• _作業指示_
結腸癌の術後補助化学療法を扱う本文から、「FOLFOXまたはFLOXが標準」で始まり「紹介いただきたいと思います。」で終わる部分を、終わりの語句も含めて一字も変えずに出力せよ。

• _本文_

FOLFOXまたはFLOXが標準
瀧内:結腸癌の術後補助化学療法は、米国臨床腫瘍学会(ASCO)をはじめとする海外の学会で今、最もホットな分野の1つです。この領域の標準的治療は、ここ数年間で大きな変化が起こっています。そこで、最初に大津先生から、世界における結腸癌の術後補助化学療法の動向をご紹介いただきたいと思います。
大津:欧米ではステージIII結腸癌の術後補助化学療法として、LV/5-FU療法が標準的治療としての地位を確立してきたわけですが、近年、CPT-11、L-OHP、さらにはbevacizumab、cetuximab等の有効な薬剤が次々に登場し、切除不能進行癌に使用されたことで、そのエビデンスを術後補助化学療法にも導入し始めているという流れになっています。MOSAIC試験とNSABP C-07
試験、この2つの大規模臨床試験で、従来の標準的治療であるLV/5-FUにL-OHPを加えたregimenのDFSが従来治療を有意に上回ったことから、日本を除いてはFOLFOX
4が結腸癌の術後補助化学療法の標準的治療であるという認識に変わっています。
瀧内:一方で、転移大腸癌に高い有効性が示されたCPT-11のregimenがいくつかありますね。
坂本:CPT-11については、IFLとLV/5-FUを比較したSaltzのトライアルで、予後にまったく差がなかったことと、治療関連死がIFL群では2.8%、LV/5-FU群は1%以下であったことから、術後補助化学療法としてIFLは適切ではないといわれています。それに対し、持続静注を行うFOLFIRI
regimenの評価は分かれています。昨年のASCOで発表されたPETACC3試験では一次エンドポイントで有意ではなかったのですが、リンパ節個数により因子を調整した場合は有意となったほか、RFSに有意差が認められ、ステージIIとIIIでも有意だということで、この試験では術後補助化学療法にもFOLFIRIはよさそうだという結論になっています。ただし、同時期に行われた高リスクステージIII大腸癌に関しては、Accord02試験でnegative
dataもしくはequivalent dataだったわけです。

• _データ_
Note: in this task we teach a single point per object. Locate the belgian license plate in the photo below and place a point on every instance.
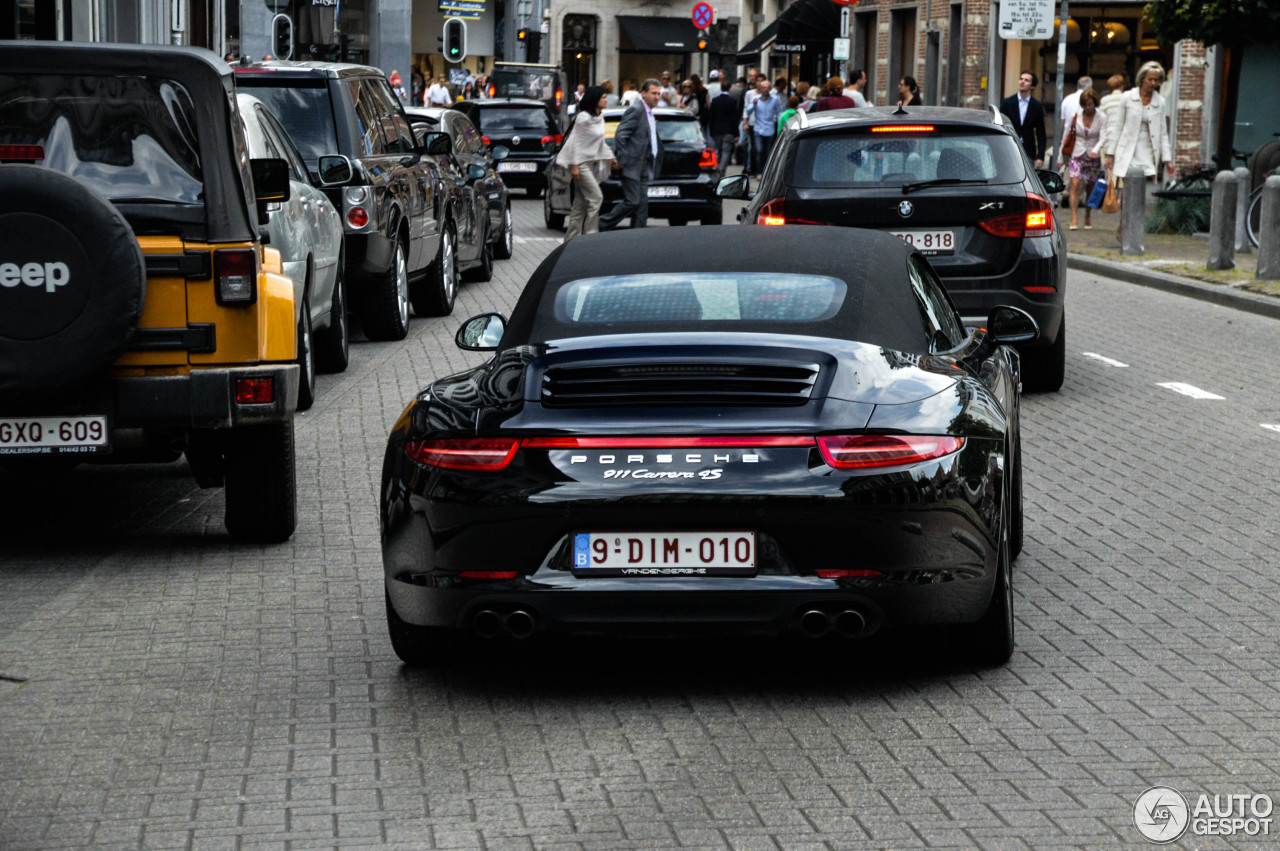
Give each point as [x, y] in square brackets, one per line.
[54, 435]
[929, 242]
[664, 553]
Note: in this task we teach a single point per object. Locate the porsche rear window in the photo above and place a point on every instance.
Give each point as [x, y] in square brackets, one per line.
[865, 160]
[132, 138]
[720, 298]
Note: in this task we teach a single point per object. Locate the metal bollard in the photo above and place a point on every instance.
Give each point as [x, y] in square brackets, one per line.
[1133, 213]
[1221, 222]
[1242, 210]
[1269, 230]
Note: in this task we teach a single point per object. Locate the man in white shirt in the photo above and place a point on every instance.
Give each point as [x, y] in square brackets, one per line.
[854, 91]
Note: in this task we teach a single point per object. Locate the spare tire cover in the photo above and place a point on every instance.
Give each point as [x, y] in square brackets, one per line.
[72, 280]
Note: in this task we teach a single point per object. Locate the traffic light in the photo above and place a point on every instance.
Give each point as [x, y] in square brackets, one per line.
[282, 36]
[455, 40]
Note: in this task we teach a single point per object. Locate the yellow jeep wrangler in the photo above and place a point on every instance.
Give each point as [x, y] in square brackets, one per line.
[140, 314]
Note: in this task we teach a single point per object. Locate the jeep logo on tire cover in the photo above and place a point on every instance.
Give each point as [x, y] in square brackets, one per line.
[45, 277]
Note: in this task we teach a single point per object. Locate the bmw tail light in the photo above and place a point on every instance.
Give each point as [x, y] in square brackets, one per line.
[869, 451]
[772, 213]
[1040, 216]
[464, 453]
[236, 274]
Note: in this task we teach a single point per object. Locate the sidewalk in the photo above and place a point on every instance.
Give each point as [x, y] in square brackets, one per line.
[1173, 262]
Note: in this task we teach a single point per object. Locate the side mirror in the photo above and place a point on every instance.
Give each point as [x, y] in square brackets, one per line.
[1052, 181]
[438, 143]
[481, 333]
[334, 170]
[270, 179]
[735, 187]
[1009, 325]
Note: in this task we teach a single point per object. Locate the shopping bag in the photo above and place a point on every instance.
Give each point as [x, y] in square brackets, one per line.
[1111, 200]
[1100, 192]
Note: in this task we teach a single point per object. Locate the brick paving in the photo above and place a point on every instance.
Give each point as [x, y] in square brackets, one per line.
[167, 689]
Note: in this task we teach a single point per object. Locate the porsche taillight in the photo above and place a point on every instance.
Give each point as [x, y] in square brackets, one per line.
[773, 213]
[464, 453]
[868, 451]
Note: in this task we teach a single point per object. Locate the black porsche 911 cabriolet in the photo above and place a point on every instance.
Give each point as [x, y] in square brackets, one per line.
[735, 433]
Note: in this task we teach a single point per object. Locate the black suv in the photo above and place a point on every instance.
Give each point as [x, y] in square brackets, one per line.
[526, 128]
[401, 242]
[952, 182]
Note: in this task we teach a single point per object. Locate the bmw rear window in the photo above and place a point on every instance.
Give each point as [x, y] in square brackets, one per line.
[722, 298]
[305, 110]
[867, 159]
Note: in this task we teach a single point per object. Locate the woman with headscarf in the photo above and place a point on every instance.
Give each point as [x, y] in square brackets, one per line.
[588, 159]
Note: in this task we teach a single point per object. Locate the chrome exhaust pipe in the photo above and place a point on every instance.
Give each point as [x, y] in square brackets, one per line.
[814, 623]
[487, 623]
[850, 623]
[520, 623]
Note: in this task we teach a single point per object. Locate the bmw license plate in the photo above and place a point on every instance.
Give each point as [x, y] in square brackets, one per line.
[664, 553]
[929, 242]
[54, 435]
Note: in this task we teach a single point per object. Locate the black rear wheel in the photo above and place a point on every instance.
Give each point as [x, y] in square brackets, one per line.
[260, 484]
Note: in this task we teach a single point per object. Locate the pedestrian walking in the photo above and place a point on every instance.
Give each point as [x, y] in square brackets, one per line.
[639, 151]
[1084, 161]
[1027, 115]
[762, 118]
[588, 159]
[1141, 135]
[832, 96]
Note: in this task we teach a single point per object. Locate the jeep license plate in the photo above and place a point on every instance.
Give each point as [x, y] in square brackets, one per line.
[54, 435]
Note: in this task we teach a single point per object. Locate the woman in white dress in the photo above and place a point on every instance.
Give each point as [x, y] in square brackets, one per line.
[588, 159]
[1139, 135]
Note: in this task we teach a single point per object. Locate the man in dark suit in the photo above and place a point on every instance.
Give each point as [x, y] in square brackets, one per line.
[638, 147]
[1028, 117]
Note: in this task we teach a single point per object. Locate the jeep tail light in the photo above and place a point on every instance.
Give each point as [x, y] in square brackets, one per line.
[22, 152]
[869, 451]
[236, 275]
[464, 453]
[1040, 216]
[357, 218]
[772, 213]
[255, 390]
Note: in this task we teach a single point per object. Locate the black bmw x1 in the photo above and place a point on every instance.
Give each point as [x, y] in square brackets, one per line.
[951, 182]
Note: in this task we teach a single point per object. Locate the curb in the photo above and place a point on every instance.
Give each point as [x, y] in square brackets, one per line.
[1214, 293]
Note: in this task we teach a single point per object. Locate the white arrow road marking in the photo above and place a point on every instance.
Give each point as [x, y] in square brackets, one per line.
[1105, 360]
[1187, 389]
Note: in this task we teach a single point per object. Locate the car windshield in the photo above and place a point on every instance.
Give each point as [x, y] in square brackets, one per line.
[874, 159]
[681, 131]
[305, 111]
[513, 119]
[127, 137]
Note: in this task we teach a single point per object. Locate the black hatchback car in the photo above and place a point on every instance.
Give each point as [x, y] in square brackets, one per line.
[401, 238]
[684, 190]
[951, 182]
[526, 128]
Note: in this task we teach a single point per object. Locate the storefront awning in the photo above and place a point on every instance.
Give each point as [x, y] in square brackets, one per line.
[658, 35]
[748, 53]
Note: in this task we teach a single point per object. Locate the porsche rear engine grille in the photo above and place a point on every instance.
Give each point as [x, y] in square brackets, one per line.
[679, 384]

• _出力結果_
FOLFOXまたはFLOXが標準
瀧内:結腸癌の術後補助化学療法は、米国臨床腫瘍学会(ASCO)をはじめとする海外の学会で今、最もホットな分野の1つです。この領域の標準的治療は、ここ数年間で大きな変化が起こっています。そこで、最初に大津先生から、世界における結腸癌の術後補助化学療法の動向をご紹介いただきたいと思います。